• DOCUMENT SECTION
Born in the Spanish town of Figueres in 1904, Salvador Dalí was an artist and showman with a reputation for creating bizarre and sometimes disturbing surrealist work. His highly imaginative mind is revealed by his extensive and impressive artistic repertoire, which encompassed painting, sculpture, photography and film.
Dali became recognized across the world as a surrealist artist in the period from 1929 to 1939, and it was during this time that he produced many of the paintings that are admired so much today. His most famous and recognized piece, The Persistence of Memory (1931), shows unforgettable images of melting clocks, an idea that Dalí claimed symbolized the soft melting nature of Camembert cheese.
Though the artist’s notoriety enabled him to work and travel to more alluring parts of Spain, Paris and even America, it was towards the end of his career that Dalí chose to return to his hometown of Figueres to begin work on creating his greatest masterpiece yet, the Theater-Museum. The institution occupies a former Municipal Theater building that was destroyed at the end of the Spanish Civil War. During the early 1960s Dalí decided to build his museum from the nineteenth century ruins; Dalí insisted on actively participating in the structure’s planning, design and rebuilding.
At the time of the Museum’s inauguration Dalí, in typically elliptical fashion, explained why he wished to construct the institution:
‘It’s obvious that other worlds exist, that’s certain; but, as I’ve already said on many other occasions, these other worlds are inside ours, they reside in the earth and precisely at the center of the dome of the Dalí Museum, which contains the new, unsuspected and hallucinatory world of Surrealism.’
Dalí’s vision became a reality with the official inauguration of the Dalí Theater-Museum in 1974. The spectacular creation is like no other. With over 20 large rooms full of his original work, Dalí endeavoured to show his massive collection as an ‘entire’ work: for this reason he abandons the idea of displaying works in a subjective or chronological order. Everything in the museum has been created and designed by Dalí himself in order to offer a real insight into his unique and captivating life. His world of fantasy blended with eclectic architecture, sculpture and paintings, gives an absolute surrealistic experience. Some of Dalí’s most outstanding pieces of work are on display together with a range of works created specifically for the museum, such as the Wind Palace Room, the Rainy Cadillac, and the iconic Mae West Room, with the red lips that resemble a soft sensual couch, integrating objects to create an illusionistic composition. The jewels in the Dalí Jewels Museum are spectacular and show his original sketches alongside the actual pieces of jewellery based on his designs. Housed in a separate part of the building with low lighting, their display is phenomenal.

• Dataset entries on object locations
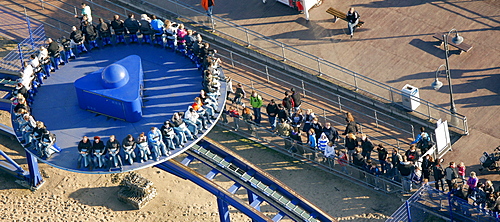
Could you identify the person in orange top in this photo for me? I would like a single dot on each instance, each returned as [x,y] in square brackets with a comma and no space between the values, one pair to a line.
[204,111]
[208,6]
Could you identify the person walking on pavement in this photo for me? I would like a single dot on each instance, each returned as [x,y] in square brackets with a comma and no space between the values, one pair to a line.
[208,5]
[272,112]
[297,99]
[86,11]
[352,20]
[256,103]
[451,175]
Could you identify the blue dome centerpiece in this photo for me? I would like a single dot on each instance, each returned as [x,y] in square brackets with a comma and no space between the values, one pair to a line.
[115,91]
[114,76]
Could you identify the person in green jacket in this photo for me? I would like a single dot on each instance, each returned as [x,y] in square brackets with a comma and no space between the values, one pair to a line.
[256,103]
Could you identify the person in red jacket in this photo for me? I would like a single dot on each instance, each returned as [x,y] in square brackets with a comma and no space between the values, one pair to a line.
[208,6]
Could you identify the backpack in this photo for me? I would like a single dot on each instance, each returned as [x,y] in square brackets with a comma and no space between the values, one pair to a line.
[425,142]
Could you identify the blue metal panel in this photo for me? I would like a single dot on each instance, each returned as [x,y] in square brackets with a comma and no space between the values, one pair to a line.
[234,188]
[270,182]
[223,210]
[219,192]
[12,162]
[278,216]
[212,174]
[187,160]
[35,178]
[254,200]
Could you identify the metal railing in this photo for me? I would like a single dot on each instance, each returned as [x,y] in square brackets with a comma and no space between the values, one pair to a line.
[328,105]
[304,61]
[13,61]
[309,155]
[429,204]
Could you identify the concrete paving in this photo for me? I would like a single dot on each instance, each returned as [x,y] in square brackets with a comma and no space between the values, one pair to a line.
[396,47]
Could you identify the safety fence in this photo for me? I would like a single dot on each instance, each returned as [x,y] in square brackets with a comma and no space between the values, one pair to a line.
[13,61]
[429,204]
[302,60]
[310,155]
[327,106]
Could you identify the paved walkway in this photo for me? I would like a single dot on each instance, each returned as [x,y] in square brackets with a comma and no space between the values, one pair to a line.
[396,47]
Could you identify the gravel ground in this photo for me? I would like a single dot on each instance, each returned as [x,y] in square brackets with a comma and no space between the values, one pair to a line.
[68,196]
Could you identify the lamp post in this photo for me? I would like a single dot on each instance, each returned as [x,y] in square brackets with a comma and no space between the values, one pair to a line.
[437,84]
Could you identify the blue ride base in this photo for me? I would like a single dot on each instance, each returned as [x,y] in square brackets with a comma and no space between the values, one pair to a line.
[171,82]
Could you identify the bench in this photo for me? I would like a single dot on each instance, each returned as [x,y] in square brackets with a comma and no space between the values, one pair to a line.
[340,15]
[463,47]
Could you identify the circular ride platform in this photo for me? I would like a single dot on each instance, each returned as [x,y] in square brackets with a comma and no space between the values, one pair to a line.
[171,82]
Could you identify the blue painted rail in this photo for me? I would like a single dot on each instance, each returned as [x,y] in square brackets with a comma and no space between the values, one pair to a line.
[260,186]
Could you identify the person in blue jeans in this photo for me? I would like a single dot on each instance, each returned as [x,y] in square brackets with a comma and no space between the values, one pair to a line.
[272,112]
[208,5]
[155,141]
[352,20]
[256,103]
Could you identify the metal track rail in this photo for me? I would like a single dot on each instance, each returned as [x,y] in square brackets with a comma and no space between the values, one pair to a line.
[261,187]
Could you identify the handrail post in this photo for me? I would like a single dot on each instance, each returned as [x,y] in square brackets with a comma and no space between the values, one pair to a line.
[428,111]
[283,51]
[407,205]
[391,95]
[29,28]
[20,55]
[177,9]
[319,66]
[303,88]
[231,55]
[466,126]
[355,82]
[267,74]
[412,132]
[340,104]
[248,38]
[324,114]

--

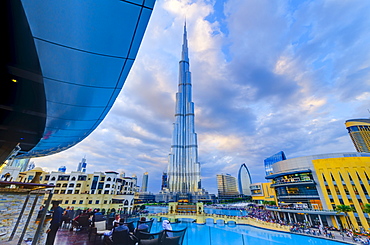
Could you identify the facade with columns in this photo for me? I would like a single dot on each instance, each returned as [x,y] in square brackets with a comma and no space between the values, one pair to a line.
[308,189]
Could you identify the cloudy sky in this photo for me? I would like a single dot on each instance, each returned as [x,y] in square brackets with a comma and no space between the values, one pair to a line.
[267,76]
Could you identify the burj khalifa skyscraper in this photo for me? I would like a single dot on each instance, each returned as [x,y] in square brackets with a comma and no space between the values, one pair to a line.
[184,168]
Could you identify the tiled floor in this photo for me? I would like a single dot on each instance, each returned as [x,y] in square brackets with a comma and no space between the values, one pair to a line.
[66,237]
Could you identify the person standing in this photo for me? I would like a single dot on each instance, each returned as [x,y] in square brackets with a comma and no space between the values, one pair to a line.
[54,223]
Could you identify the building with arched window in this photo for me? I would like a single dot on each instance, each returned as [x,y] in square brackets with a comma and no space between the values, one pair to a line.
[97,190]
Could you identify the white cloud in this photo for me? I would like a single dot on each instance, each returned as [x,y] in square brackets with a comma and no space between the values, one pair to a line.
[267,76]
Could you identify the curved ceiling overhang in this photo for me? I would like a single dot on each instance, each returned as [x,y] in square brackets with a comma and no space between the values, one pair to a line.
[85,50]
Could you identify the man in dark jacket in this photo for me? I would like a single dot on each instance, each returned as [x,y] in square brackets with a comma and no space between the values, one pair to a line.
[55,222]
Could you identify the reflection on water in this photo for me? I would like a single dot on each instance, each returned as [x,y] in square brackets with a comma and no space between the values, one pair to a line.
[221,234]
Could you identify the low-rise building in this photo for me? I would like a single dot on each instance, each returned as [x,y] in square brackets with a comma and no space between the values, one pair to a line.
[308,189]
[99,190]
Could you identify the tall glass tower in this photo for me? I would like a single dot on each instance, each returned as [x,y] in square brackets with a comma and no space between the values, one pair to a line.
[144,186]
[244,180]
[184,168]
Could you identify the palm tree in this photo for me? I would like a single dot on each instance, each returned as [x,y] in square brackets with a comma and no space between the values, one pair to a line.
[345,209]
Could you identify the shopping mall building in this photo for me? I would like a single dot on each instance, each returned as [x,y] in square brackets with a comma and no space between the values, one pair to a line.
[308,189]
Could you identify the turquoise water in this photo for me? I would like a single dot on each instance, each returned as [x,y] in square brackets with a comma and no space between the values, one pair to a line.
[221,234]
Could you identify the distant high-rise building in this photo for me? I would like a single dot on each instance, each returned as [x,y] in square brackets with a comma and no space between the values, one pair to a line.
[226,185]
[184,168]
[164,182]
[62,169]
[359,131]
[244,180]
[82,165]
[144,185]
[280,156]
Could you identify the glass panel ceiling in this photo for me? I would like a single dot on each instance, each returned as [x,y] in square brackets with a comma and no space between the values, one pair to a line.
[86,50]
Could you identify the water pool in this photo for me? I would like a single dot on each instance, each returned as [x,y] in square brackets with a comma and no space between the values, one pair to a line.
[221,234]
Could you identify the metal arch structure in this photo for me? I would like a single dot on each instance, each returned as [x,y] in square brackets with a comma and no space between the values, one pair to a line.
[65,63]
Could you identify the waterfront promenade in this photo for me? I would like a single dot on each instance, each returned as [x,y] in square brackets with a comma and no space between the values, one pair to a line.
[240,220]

• THINGS TO DO
1) According to the Dalí passage, in what year was the Dalí Theater-Museum officially inaugurated?
2) Reproduce the Dalí passage word for word, everything from "Born in the" down to "photography and film.".
The entries are unrelated to the Dalí passage and stand as separate material.

• PROBLEM SOLUTIONS
1) 1974

2)
Born in the Spanish town of Figueres in 1904, Salvador Dalí was an artist and showman with a reputation for creating bizarre and sometimes disturbing surrealist work. His highly imaginative mind is revealed by his extensive and impressive artistic repertoire, which encompassed painting, sculpture, photography and film.